::: Given data

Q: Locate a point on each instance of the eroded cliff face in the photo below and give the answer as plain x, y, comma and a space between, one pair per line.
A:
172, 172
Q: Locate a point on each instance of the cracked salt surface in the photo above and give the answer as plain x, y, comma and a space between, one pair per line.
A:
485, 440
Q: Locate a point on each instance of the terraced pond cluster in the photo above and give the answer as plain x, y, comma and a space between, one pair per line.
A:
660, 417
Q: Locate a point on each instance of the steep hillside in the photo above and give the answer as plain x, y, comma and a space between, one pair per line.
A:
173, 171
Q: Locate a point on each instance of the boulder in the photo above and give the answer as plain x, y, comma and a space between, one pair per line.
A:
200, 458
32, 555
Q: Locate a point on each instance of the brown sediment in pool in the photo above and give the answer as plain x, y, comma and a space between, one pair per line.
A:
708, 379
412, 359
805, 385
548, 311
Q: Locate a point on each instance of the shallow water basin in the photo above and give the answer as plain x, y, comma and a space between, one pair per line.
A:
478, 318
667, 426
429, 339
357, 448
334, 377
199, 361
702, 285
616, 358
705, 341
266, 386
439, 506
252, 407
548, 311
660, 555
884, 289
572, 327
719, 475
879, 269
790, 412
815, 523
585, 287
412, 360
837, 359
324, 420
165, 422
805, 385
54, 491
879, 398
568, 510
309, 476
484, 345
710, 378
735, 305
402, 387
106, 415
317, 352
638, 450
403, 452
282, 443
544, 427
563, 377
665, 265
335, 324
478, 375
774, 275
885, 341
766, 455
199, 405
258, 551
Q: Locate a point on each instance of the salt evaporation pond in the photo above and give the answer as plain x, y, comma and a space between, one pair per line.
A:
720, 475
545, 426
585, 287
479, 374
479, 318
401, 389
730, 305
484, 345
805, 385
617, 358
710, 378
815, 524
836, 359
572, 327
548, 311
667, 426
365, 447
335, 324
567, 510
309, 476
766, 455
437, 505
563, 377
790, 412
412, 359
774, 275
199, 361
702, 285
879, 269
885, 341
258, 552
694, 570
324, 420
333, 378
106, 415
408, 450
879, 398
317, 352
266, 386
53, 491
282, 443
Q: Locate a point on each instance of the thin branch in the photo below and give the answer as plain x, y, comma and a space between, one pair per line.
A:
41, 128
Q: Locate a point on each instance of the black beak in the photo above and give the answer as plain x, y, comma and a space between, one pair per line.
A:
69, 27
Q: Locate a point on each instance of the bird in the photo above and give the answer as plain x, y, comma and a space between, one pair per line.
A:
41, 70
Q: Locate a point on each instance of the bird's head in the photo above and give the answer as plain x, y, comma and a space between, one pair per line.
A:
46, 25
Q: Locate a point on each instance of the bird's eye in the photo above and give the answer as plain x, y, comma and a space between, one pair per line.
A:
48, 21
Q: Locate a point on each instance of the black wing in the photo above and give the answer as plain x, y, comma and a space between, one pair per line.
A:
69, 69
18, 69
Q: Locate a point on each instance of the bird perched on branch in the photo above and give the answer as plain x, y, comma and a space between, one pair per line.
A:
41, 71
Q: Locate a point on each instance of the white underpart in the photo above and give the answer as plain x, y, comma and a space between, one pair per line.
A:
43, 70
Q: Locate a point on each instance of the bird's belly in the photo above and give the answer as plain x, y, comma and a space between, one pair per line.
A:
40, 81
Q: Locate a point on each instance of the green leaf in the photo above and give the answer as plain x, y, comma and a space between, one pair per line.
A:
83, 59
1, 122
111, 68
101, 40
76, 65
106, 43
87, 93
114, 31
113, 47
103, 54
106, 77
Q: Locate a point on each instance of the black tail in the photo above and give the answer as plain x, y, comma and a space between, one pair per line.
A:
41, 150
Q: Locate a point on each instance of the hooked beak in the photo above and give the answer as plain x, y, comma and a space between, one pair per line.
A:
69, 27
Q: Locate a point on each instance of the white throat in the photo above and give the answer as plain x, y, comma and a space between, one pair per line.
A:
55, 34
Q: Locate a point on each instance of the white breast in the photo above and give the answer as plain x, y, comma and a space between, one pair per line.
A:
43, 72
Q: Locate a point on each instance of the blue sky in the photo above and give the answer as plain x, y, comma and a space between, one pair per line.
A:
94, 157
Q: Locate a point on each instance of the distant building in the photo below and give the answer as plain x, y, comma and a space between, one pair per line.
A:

::::::

Copy every record exactly, with nothing added or dropped.

Task response ->
Q: Locate a point on each instance of the eroded cliff face in the photo below and give the answer as plain x, y, comma and a space between, one pair per line.
A:
172, 172
Q: Locate a point on each instance of the cracked salt surface in the photo above and give the answer as plain x, y, comma and a space between, one pair per line.
A:
485, 440
Q: Locate a point on each instance of the terraced pond cluster in the photo above and give the answer as plain x, y, comma and a space between, one pair per line.
A:
660, 417
Q: Locate a point on each instance of the steep hillside in the photo above and give the answer as plain x, y, comma and a space between, one pair per line.
A:
173, 171
Q: Locate a point on each instance of the boulder in the photo above and give the answer as plain x, y, comma and a space between, one pair per line.
A:
200, 458
32, 555
Q: Locate a point on each instance of the brown sediment in pool in the photo above and give the answer as plain x, y, comma and a space between, one pair per line.
A:
708, 379
412, 359
805, 385
548, 311
Q: Locate a point on each instance of the shallow water basin in the photo above and give the answer as plain x, y, comma and a space between, one pair per line.
A:
478, 318
667, 426
429, 339
357, 448
334, 377
199, 361
702, 285
616, 358
705, 341
266, 386
439, 506
252, 407
548, 311
660, 555
884, 289
572, 327
719, 475
879, 269
790, 412
815, 523
585, 287
412, 360
837, 359
324, 420
165, 422
805, 385
54, 491
879, 398
568, 510
309, 476
484, 345
710, 378
735, 305
402, 387
106, 415
317, 352
638, 450
403, 452
282, 443
544, 427
563, 377
665, 265
335, 324
478, 375
774, 275
885, 341
766, 455
199, 405
258, 551
Q: Locate a point on each instance of the salt evaporation pond in the photo above and give the answer as plain x, y, comma and a space between, one pair per line.
A:
720, 475
545, 426
585, 287
479, 374
479, 318
401, 389
730, 305
484, 345
805, 385
617, 358
710, 378
815, 524
836, 359
572, 327
548, 311
667, 426
365, 447
335, 324
567, 510
309, 476
766, 455
437, 505
563, 377
790, 412
412, 359
774, 275
199, 361
702, 285
879, 269
885, 341
258, 552
694, 570
324, 420
333, 378
106, 415
408, 450
879, 398
317, 352
266, 386
53, 491
282, 443
Q: Locate a point on each instance of the thin branch in the photo below and give the answer as plain x, y, comma and a space between, one pair per line.
A:
41, 128
Q: Locate a point on each instance of the black beak in the photo above and give the answer as plain x, y, comma and a space between, one pair per line.
A:
69, 27
Q: Locate a point on each instance of the bird in the photo above and give the answer as plain x, y, comma and a space between, one pair per line.
A:
41, 70
Q: Locate a point on each instance of the bird's head in the photo above and give the answer as plain x, y, comma and a space between, one pair per line.
A:
46, 25
Q: Locate a point on each instance of the bird's eye in the photo above and give the answer as plain x, y, comma and a space between, one pair per line.
A:
48, 21
Q: Locate a point on each instance of the black wing in the photo above and give the answer as plain x, y, comma and a space between, one pair per line.
A:
69, 69
18, 69
Q: Locate a point on each instance of the bird perched on branch in the photo above and give the answer as plain x, y, comma and a space between, one pair per line.
A:
41, 71
Q: Locate a point on each instance of the white underpart in the photo above and give the answer as plain x, y, comma and a space between, one pair per line.
A:
43, 70
Q: Locate a point on each instance of the bird's belly in the photo above and give the answer as plain x, y, comma and a space between, one pair per line.
A:
40, 81
Q: Locate a point on each instance of the green leaf in the photo above and give the answer as plain x, y, comma and a space between, one pair per line.
A:
83, 59
1, 122
111, 68
101, 40
76, 65
106, 43
87, 93
114, 31
113, 47
103, 54
106, 77
Q: Locate a point on each instance of the black tail in the photo above and give the answer as plain x, y, comma and a space between, one pair per line.
A:
41, 150
Q: Locate a point on each instance of the hooked beak in the photo above and give the answer as plain x, y, comma and a space between, one pair per line.
A:
69, 27
Q: Locate a point on each instance of the white throat in the photo above and give the answer as plain x, y, comma and a space between, one pair per line.
A:
55, 34
Q: Locate a point on each instance of the white breast in the photo above and give the answer as plain x, y, comma and a space between, one pair per line.
A:
43, 72
Q: Locate a point on each instance of the blue sky in the photo above and give the answer as plain x, y, comma and a space between, one pair per line.
A:
94, 157
Q: Locate a point on each instance of the distant building in the photo below and give the answer as plain x, y, comma and a space between, one pair per line.
A:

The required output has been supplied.